----- Records for the task -----
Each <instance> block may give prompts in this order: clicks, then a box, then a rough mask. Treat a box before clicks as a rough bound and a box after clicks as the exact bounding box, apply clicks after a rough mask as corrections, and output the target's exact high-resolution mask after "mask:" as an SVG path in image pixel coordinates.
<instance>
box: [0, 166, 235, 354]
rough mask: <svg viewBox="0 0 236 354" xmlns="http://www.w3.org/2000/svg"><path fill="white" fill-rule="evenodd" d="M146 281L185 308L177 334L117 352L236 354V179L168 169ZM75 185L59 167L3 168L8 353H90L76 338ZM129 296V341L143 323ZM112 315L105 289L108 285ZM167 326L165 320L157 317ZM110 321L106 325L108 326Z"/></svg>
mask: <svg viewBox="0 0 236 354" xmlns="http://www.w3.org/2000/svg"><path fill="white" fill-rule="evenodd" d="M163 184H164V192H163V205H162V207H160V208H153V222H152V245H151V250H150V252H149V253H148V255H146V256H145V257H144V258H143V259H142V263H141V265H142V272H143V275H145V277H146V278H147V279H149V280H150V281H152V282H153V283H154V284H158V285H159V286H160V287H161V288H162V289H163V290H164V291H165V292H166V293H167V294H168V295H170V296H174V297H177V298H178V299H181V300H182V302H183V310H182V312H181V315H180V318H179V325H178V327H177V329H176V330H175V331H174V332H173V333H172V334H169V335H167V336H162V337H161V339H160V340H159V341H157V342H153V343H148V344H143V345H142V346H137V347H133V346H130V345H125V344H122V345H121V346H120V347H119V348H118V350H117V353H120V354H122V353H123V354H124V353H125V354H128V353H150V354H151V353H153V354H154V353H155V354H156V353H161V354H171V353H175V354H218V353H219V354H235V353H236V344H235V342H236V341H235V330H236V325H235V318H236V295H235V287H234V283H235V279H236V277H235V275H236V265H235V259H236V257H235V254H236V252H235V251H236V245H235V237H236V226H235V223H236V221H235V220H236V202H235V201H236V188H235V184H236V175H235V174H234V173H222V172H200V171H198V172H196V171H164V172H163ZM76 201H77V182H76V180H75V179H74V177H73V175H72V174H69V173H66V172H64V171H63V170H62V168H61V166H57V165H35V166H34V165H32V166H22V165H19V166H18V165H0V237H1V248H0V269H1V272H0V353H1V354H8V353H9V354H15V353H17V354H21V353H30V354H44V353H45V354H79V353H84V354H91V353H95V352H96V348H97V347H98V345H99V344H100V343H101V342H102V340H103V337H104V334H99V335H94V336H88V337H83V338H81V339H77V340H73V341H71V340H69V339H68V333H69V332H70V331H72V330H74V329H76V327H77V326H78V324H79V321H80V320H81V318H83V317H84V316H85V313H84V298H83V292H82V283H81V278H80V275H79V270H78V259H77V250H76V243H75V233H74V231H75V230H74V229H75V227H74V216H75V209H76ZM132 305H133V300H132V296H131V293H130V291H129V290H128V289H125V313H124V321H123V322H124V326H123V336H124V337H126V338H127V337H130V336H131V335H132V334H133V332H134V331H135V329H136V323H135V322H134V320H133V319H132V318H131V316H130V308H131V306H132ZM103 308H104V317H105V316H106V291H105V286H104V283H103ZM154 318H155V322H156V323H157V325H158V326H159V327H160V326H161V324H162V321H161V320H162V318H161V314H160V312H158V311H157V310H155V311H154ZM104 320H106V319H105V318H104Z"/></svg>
-----
Aim of the exercise:
Reproduce the entries above exactly, every line included.

Response to this task:
Each <instance> block may give prompts in this order: clicks, then a box, then a rough mask. Treat a box before clicks as a rough bound and a box after clicks as the exact bounding box, apply clicks after a rough mask as corrections, and output the target's exact high-resolution mask after "mask:" as an SVG path in image pixel coordinates.
<instance>
box: [0, 166, 235, 354]
rough mask: <svg viewBox="0 0 236 354" xmlns="http://www.w3.org/2000/svg"><path fill="white" fill-rule="evenodd" d="M146 281L185 308L177 334L117 352L236 354V179L168 169ZM75 185L59 167L3 168L8 353H90L76 338ZM129 296V341L143 323ZM112 315L105 289L108 285ZM167 326L165 320L157 317ZM110 321L106 325L108 326Z"/></svg>
mask: <svg viewBox="0 0 236 354" xmlns="http://www.w3.org/2000/svg"><path fill="white" fill-rule="evenodd" d="M163 184H164V192H163V205H162V207H160V208H153V222H152V245H151V250H150V252H149V253H148V255H146V256H145V257H144V258H143V259H142V263H141V265H142V272H143V275H145V277H146V278H147V279H149V280H150V281H152V282H153V283H154V284H158V285H159V286H160V287H161V288H162V289H163V290H164V291H165V292H166V293H167V294H168V295H170V296H174V297H177V298H178V299H181V300H182V302H183V310H182V312H181V315H180V318H179V325H178V327H177V329H176V330H175V331H174V332H173V333H172V334H169V335H167V336H162V337H161V339H160V340H159V341H157V342H153V343H148V344H143V345H142V346H137V347H133V346H130V345H125V344H122V345H121V346H120V347H119V348H118V350H117V353H120V354H122V353H123V354H124V353H125V354H128V353H150V354H151V353H153V354H154V353H155V354H156V353H161V354H171V353H175V354H218V353H219V354H235V353H236V344H235V342H236V341H235V330H236V325H235V318H236V295H235V287H234V283H235V279H236V277H235V275H236V265H235V259H236V257H235V254H236V252H235V251H236V245H235V237H236V226H235V223H236V221H235V220H236V202H235V201H236V188H235V184H236V175H235V174H234V173H222V172H200V171H198V172H196V171H164V172H163ZM76 201H77V182H76V180H75V179H74V177H73V175H72V174H69V173H66V172H64V171H63V170H62V168H61V166H57V165H35V166H34V165H32V166H22V165H19V166H18V165H0V237H1V248H0V269H1V272H0V353H1V354H8V353H9V354H15V353H17V354H21V353H30V354H44V353H45V354H79V353H84V354H91V353H95V352H96V348H97V347H98V345H99V344H100V343H101V342H102V340H103V337H104V334H99V335H94V336H88V337H83V338H81V339H77V340H73V341H71V340H69V339H68V333H69V332H70V331H72V330H74V329H76V327H77V326H78V324H79V321H80V320H81V318H83V317H84V316H85V313H84V298H83V292H82V283H81V278H80V275H79V270H78V259H77V250H76V243H75V233H74V231H75V230H74V229H75V227H74V216H75V209H76ZM132 305H133V300H132V296H131V293H130V291H129V290H128V289H125V313H124V321H123V322H124V326H123V336H124V337H126V338H127V337H130V336H131V335H132V334H133V332H134V331H135V329H136V323H135V322H134V320H133V319H132V318H131V316H130V308H131V306H132ZM103 308H104V317H105V316H106V291H105V286H104V283H103ZM154 318H155V322H156V323H157V325H158V326H159V327H160V326H161V324H162V321H161V320H162V318H161V314H160V312H158V311H157V310H155V311H154ZM104 320H106V319H105V318H104Z"/></svg>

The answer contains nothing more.